=== What you should do ===
Please copy every one of the records below without changing a single character.

═══

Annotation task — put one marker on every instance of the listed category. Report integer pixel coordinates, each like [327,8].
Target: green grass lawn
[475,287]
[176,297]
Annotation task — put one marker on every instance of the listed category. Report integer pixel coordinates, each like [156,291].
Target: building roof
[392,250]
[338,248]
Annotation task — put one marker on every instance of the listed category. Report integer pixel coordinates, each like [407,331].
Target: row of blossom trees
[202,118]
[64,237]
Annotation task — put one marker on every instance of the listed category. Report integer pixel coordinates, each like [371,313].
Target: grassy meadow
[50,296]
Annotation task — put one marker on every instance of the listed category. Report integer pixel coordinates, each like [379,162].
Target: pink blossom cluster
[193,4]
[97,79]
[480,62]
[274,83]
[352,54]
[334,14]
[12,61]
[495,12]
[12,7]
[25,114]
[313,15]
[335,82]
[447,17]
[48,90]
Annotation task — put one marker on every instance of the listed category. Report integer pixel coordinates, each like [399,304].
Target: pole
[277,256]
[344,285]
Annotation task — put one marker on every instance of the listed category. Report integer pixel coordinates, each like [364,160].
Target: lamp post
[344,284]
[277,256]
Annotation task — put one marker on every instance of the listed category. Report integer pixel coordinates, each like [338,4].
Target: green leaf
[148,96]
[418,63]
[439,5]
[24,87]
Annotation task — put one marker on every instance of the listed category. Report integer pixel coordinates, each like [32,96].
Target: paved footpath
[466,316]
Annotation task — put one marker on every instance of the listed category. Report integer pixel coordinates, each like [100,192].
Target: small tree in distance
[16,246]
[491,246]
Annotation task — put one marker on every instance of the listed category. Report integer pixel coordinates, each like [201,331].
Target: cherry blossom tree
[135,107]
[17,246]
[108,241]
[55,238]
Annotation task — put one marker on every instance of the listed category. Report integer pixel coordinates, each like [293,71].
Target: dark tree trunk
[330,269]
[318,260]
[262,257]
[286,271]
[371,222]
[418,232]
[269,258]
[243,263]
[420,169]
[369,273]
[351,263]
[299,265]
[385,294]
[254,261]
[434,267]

═══

=== Problem solution ===
Annotation task — put one marker on every instance of the listed category. Report integer pixel coordinates, each like [327,8].
Target: green grass lawn
[475,287]
[176,297]
Annotation task — put one marker on every instance of the listed category. Report integer pixel coordinates, each like [156,291].
Target: building roof
[392,250]
[338,248]
Annotation task — put one marker on every instance of the listed category. Report integer pixel coordinates, each like [407,331].
Target: row of blossom trees
[202,118]
[64,237]
Annotation task — put one marker on every instance of the listed category. Report integer pixel coordinates, each like [371,313].
Target: grassy meadow
[50,296]
Annotation task — put one marker on every instance of the listed category. Report integer pixel coordinates, each like [379,162].
Target: pink blossom cluster
[193,4]
[97,79]
[480,62]
[274,83]
[352,54]
[334,14]
[12,61]
[495,12]
[12,7]
[25,114]
[313,15]
[335,82]
[447,17]
[48,90]
Annotation task — put one marker on every instance of the listed category. Report integer pixel coordinates, each like [399,304].
Target: pole
[277,256]
[344,285]
Annotation task — put one marker on every instance of the listed category. Report integer pixel coordinates, each like [364,160].
Target: lamp post
[344,284]
[277,256]
Annotation task — put one marker on every instance of the listed category. Report integer pixel coordinates, each like [338,4].
Target: green leaf
[148,96]
[418,63]
[439,5]
[24,87]
Annotation task — put one marker on every instance of the listed category. Report integer pixel coordinates, each like [32,96].
Target: paved footpath
[466,316]
Annotation task — put one marker on every instance of the listed category. Report integer pixel coordinates, each like [100,192].
Target: small tree in distance
[16,246]
[491,246]
Annotation task — put one marker on every instance of the listed category. Report integer pixel coordinates, each like [201,331].
Target: cherry blossom tree
[135,107]
[17,246]
[108,241]
[55,238]
Annotation task — put one marker on every instance of the listed category. Report integer pixel coordinates, each like [293,71].
Target: dark tree trunk
[330,269]
[318,260]
[262,257]
[286,271]
[371,222]
[418,232]
[269,258]
[243,263]
[420,169]
[369,273]
[351,263]
[299,265]
[385,294]
[254,261]
[434,267]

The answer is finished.